» TASK REQUIREMENTS
Return every line of the items below as a JSON list of strings, one string per line, and leave out the blank lines.

* START INPUT DATA *

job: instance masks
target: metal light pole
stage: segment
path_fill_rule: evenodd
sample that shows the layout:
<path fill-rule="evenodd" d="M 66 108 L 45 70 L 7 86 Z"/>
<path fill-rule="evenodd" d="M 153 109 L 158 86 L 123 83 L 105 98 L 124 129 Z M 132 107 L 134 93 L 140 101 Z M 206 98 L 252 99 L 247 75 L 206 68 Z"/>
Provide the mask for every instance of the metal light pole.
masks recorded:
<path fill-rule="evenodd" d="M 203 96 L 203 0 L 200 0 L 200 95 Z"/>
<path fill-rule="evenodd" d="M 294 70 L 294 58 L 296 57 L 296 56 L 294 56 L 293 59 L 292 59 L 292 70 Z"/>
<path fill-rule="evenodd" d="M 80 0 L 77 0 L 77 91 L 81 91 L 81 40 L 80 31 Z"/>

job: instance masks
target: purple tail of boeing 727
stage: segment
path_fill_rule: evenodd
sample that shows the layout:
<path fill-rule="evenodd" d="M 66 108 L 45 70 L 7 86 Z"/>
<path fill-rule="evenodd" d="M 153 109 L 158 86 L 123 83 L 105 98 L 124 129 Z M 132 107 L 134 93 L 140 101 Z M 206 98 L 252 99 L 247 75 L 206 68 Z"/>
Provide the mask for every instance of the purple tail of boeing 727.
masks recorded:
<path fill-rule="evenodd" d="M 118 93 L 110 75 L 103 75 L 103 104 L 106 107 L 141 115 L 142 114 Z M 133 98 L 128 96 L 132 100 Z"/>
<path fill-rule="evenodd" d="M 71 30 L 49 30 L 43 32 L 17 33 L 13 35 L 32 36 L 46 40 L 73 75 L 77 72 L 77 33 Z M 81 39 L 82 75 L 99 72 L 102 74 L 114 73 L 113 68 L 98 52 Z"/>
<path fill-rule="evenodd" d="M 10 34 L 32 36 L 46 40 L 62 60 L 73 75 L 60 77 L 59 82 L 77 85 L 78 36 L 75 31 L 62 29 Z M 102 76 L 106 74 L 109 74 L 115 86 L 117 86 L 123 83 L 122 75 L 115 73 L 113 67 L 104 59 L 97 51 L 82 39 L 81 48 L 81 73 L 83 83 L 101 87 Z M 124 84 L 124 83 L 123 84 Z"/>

* END INPUT DATA *

» RESPONSE TO THIS TASK
[
  "job: instance masks",
  "target: metal light pole",
  "stage: segment",
  "path_fill_rule: evenodd",
  "sample that shows the layout:",
  "<path fill-rule=\"evenodd\" d=\"M 66 108 L 45 70 L 7 86 Z\"/>",
  "<path fill-rule=\"evenodd\" d=\"M 153 109 L 158 86 L 123 83 L 105 98 L 124 129 Z M 132 107 L 134 93 L 140 101 Z M 206 98 L 252 99 L 247 75 L 206 68 Z\"/>",
  "Provide the mask for every instance of the metal light pole.",
  "masks recorded:",
  "<path fill-rule=\"evenodd\" d=\"M 203 96 L 203 0 L 200 0 L 200 95 Z\"/>",
  "<path fill-rule=\"evenodd\" d=\"M 294 70 L 294 58 L 296 57 L 296 56 L 294 56 L 293 59 L 292 59 L 292 70 Z\"/>",
  "<path fill-rule=\"evenodd\" d=\"M 80 0 L 77 0 L 77 91 L 81 91 L 81 40 L 80 31 Z\"/>",
  "job: instance masks",
  "target: purple tail of boeing 727",
  "stage: segment",
  "path_fill_rule: evenodd",
  "sample that shows the layout:",
  "<path fill-rule=\"evenodd\" d=\"M 66 108 L 45 70 L 7 86 Z\"/>",
  "<path fill-rule=\"evenodd\" d=\"M 153 109 L 158 86 L 123 83 L 105 98 L 124 129 Z M 132 107 L 134 93 L 140 101 Z M 206 98 L 252 99 L 247 75 L 206 68 Z\"/>",
  "Provide the mask for every instance of the purple tail of boeing 727.",
  "masks recorded:",
  "<path fill-rule=\"evenodd\" d=\"M 118 93 L 110 75 L 103 75 L 103 104 L 106 107 L 141 115 L 142 114 Z M 133 98 L 128 96 L 132 100 Z\"/>",
  "<path fill-rule=\"evenodd\" d=\"M 71 30 L 49 30 L 43 32 L 17 33 L 13 35 L 32 36 L 46 40 L 73 75 L 77 72 L 77 33 Z M 81 39 L 82 75 L 99 72 L 102 74 L 114 73 L 113 68 L 98 52 Z\"/>",
  "<path fill-rule=\"evenodd\" d=\"M 10 34 L 32 36 L 46 40 L 62 60 L 73 75 L 60 77 L 59 82 L 77 85 L 78 36 L 75 31 L 62 29 Z M 102 76 L 106 74 L 109 74 L 115 86 L 117 86 L 123 83 L 122 75 L 115 73 L 113 67 L 104 59 L 97 51 L 82 39 L 81 48 L 81 73 L 83 83 L 101 87 Z M 124 84 L 124 83 L 123 84 Z\"/>"
]